▸ **SHORT EXERCISE**
Copy the rows below word for word, from the line that contains "Segment every instance of the helmet" through the line that contains "73 80 L 79 81", with both of those lines included. Leave out every other line.

Segmentation labeling rows
☆ ☆ ☆ ☆ ☆
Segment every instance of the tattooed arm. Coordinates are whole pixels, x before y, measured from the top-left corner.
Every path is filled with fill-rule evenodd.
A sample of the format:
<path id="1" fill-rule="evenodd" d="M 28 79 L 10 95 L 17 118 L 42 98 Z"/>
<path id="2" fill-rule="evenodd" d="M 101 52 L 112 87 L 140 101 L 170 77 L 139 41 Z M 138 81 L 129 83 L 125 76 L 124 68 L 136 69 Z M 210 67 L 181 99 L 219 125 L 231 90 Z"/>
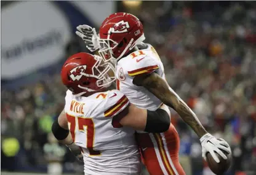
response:
<path id="1" fill-rule="evenodd" d="M 207 133 L 196 114 L 158 74 L 137 76 L 133 82 L 136 85 L 143 86 L 162 103 L 173 108 L 199 138 Z"/>

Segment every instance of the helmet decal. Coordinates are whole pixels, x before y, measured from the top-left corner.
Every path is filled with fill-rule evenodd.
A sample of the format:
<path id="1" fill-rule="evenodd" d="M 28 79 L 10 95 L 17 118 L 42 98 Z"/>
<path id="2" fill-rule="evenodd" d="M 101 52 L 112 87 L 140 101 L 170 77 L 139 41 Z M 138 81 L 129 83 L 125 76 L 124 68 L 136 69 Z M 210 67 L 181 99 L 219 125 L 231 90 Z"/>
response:
<path id="1" fill-rule="evenodd" d="M 73 80 L 79 81 L 83 76 L 82 73 L 85 73 L 86 70 L 86 65 L 82 65 L 78 67 L 74 68 L 70 71 L 70 77 Z"/>

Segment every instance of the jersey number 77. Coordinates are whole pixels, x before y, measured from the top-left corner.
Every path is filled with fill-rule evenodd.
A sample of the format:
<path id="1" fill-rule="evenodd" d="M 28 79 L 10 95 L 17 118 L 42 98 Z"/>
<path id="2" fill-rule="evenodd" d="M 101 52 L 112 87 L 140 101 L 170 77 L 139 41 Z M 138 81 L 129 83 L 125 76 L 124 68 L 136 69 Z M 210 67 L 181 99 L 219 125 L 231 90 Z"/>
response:
<path id="1" fill-rule="evenodd" d="M 78 117 L 78 122 L 76 122 L 76 117 L 66 114 L 66 119 L 70 125 L 70 133 L 72 136 L 72 139 L 75 142 L 76 135 L 75 130 L 76 125 L 78 125 L 79 131 L 84 131 L 84 126 L 86 127 L 87 130 L 87 149 L 89 150 L 90 155 L 100 155 L 99 150 L 95 150 L 94 149 L 94 135 L 95 128 L 94 123 L 91 118 L 82 118 Z"/>

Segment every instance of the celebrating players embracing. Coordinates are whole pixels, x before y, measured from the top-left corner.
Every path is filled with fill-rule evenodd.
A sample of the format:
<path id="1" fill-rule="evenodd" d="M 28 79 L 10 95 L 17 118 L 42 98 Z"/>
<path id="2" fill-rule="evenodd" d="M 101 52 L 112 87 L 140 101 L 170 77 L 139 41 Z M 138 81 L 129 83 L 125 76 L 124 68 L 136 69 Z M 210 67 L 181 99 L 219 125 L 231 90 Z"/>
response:
<path id="1" fill-rule="evenodd" d="M 195 114 L 167 84 L 157 52 L 151 45 L 143 43 L 143 26 L 136 17 L 121 12 L 110 15 L 102 23 L 98 38 L 90 26 L 81 25 L 77 29 L 76 33 L 91 52 L 98 52 L 106 63 L 114 63 L 118 89 L 131 103 L 150 111 L 165 104 L 173 108 L 200 138 L 204 158 L 209 152 L 217 162 L 220 161 L 217 154 L 227 158 L 221 150 L 230 153 L 228 144 L 208 133 Z M 138 133 L 150 174 L 185 174 L 178 162 L 178 135 L 172 125 L 160 134 Z"/>

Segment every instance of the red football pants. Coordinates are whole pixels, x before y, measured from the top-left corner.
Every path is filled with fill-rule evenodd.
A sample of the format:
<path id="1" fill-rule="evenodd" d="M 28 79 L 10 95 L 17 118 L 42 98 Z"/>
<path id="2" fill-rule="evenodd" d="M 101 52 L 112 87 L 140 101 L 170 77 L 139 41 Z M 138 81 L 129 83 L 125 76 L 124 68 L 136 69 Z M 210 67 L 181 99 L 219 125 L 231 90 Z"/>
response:
<path id="1" fill-rule="evenodd" d="M 178 161 L 180 138 L 174 126 L 162 133 L 136 133 L 142 159 L 150 175 L 185 175 Z"/>

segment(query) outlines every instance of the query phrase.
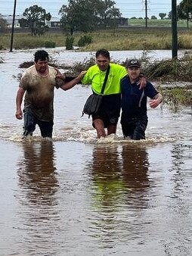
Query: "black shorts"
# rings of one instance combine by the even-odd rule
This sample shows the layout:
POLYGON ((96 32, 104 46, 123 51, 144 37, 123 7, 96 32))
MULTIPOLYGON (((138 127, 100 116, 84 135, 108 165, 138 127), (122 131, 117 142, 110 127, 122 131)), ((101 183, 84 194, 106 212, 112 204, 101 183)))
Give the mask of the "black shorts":
MULTIPOLYGON (((104 127, 108 125, 116 125, 120 115, 121 94, 105 95, 102 98, 98 113, 92 115, 93 121, 101 119, 104 123, 104 127)), ((93 126, 94 127, 94 124, 93 126)))
POLYGON ((145 139, 145 130, 148 123, 147 116, 133 118, 122 118, 121 125, 124 138, 145 139))
POLYGON ((39 126, 42 137, 52 138, 53 121, 42 121, 36 117, 31 112, 24 112, 23 136, 33 135, 36 124, 39 126))

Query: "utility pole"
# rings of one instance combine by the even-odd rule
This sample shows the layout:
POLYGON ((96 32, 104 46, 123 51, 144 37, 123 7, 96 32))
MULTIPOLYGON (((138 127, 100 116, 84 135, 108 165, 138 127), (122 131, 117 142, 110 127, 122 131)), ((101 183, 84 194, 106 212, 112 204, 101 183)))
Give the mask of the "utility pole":
POLYGON ((145 27, 146 29, 147 29, 148 24, 147 24, 147 20, 148 20, 148 17, 147 17, 147 0, 145 0, 144 2, 144 7, 145 7, 145 27))
POLYGON ((172 0, 172 58, 178 58, 177 0, 172 0))
POLYGON ((13 52, 12 49, 13 49, 14 33, 14 18, 15 18, 16 4, 17 4, 17 0, 14 0, 10 52, 13 52))

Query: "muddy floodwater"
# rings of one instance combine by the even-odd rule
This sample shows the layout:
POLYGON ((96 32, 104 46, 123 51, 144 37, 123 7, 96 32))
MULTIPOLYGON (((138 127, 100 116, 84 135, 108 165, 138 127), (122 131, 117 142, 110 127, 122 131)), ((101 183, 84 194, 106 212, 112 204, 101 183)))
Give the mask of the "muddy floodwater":
MULTIPOLYGON (((91 55, 48 52, 60 64, 91 55)), ((37 127, 23 141, 17 77, 34 52, 0 52, 0 255, 191 255, 191 108, 148 106, 145 141, 125 141, 119 123, 98 140, 81 117, 91 89, 78 85, 55 90, 53 139, 37 127)), ((111 52, 122 61, 142 54, 111 52)))

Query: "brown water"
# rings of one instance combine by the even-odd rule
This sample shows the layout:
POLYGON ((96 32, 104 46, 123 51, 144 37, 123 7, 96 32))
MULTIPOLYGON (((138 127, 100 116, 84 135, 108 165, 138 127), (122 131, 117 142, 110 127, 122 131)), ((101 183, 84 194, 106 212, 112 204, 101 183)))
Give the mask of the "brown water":
POLYGON ((23 142, 14 76, 31 55, 0 64, 0 255, 191 255, 191 108, 149 109, 144 142, 119 125, 97 140, 78 86, 55 92, 53 139, 23 142))

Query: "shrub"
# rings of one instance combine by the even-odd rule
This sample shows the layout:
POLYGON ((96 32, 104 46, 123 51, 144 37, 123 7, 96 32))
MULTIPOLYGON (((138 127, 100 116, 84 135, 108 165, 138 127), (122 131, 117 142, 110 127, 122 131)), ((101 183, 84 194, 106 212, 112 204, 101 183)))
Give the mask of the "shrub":
POLYGON ((74 42, 74 37, 67 36, 65 40, 65 46, 67 50, 73 50, 73 44, 74 42))
POLYGON ((53 41, 45 41, 45 48, 55 48, 56 42, 53 41))
POLYGON ((81 36, 79 40, 78 41, 78 46, 85 46, 86 45, 89 45, 92 42, 93 38, 91 36, 81 36))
☆ ☆ ☆ ☆ ☆
▸ **SOLUTION**
Segment every instance of the helmet decal. Coordinates are whole pixels, x before y, measured from the top-left corner.
Every path is filled with fill-rule evenodd.
A sample of the format:
<path id="1" fill-rule="evenodd" d="M 28 79 L 10 95 L 17 118 L 42 98 Z"/>
<path id="2" fill-rule="evenodd" d="M 101 52 L 112 87 L 140 101 L 170 77 L 139 41 Z M 138 81 L 129 83 L 125 76 L 124 68 L 136 69 Z M 210 67 L 181 99 L 219 125 L 231 90 Z"/>
response:
<path id="1" fill-rule="evenodd" d="M 73 80 L 79 81 L 83 76 L 82 73 L 85 73 L 86 70 L 86 65 L 82 65 L 78 67 L 74 68 L 70 71 L 70 77 Z"/>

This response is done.